◆ Brief: Copy the items from their beginning through the line containing "Outlines of the white", switching "white fur" to "pale fur" and keeping everything else unchanged. Leave the pictures out of your copy.

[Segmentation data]
------------------------------------------------------------------------
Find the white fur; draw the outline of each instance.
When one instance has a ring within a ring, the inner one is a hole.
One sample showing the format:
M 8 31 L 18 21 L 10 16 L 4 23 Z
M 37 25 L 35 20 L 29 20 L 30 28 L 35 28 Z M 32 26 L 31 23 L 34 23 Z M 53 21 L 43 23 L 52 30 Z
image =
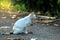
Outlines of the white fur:
M 13 33 L 18 34 L 24 32 L 25 27 L 28 27 L 33 19 L 36 19 L 35 14 L 29 14 L 28 16 L 17 20 L 13 26 L 13 30 L 14 30 Z

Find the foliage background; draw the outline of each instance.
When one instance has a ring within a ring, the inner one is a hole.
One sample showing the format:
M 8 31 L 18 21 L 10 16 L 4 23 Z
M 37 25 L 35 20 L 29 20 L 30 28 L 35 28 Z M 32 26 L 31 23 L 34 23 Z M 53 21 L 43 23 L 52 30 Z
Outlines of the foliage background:
M 41 12 L 40 15 L 60 17 L 60 0 L 0 0 L 1 10 Z

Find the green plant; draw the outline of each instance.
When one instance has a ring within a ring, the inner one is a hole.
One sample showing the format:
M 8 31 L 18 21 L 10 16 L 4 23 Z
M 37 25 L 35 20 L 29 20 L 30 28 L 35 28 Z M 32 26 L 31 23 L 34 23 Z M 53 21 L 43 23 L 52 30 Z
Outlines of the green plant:
M 13 9 L 15 10 L 20 10 L 20 11 L 27 11 L 25 4 L 16 4 L 15 6 L 13 6 Z

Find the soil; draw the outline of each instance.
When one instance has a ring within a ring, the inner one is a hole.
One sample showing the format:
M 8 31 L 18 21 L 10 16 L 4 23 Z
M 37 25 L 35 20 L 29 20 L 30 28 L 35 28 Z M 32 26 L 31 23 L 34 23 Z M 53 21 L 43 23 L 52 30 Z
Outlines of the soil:
M 19 18 L 12 19 L 8 16 L 6 18 L 0 14 L 0 40 L 60 40 L 60 26 L 56 27 L 41 23 L 35 23 L 28 27 L 28 30 L 32 31 L 33 34 L 10 35 L 9 33 L 12 31 L 13 24 Z

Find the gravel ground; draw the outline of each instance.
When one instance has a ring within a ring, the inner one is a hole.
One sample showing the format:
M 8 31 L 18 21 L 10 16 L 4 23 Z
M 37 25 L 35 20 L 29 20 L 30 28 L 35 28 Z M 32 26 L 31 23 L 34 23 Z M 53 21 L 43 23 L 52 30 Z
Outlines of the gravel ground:
M 7 22 L 8 21 L 8 22 Z M 12 30 L 12 23 L 14 20 L 0 20 L 0 40 L 60 40 L 60 27 L 43 25 L 40 23 L 34 24 L 33 26 L 28 27 L 28 30 L 32 31 L 33 34 L 24 34 L 24 35 L 10 35 L 6 33 L 10 33 Z M 5 24 L 3 24 L 5 23 Z
M 28 27 L 28 30 L 32 31 L 33 34 L 10 35 L 9 33 L 16 20 L 0 17 L 0 40 L 60 40 L 60 27 L 40 23 L 35 23 L 33 26 Z

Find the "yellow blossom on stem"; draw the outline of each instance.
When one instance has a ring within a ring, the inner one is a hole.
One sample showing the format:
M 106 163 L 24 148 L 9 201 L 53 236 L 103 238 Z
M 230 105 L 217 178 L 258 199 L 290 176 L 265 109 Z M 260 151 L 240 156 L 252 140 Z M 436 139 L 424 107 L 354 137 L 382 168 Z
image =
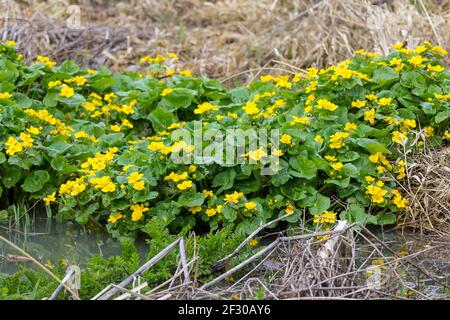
------------------------------------------------------------------------
◆ Task answer:
Find the pale fur; draw the outline of each instance.
When one instance has a ring within a ring, the inner one is a hole.
One sample showing the format:
M 8 31 L 18 21 L 10 16 L 4 23 Z
M 37 25 L 35 20 L 29 20 L 30 28 L 35 28 Z M 32 26 L 31 23 L 34 23 Z M 53 21 L 43 23 L 52 30 Z
image =
Outlines of the pale fur:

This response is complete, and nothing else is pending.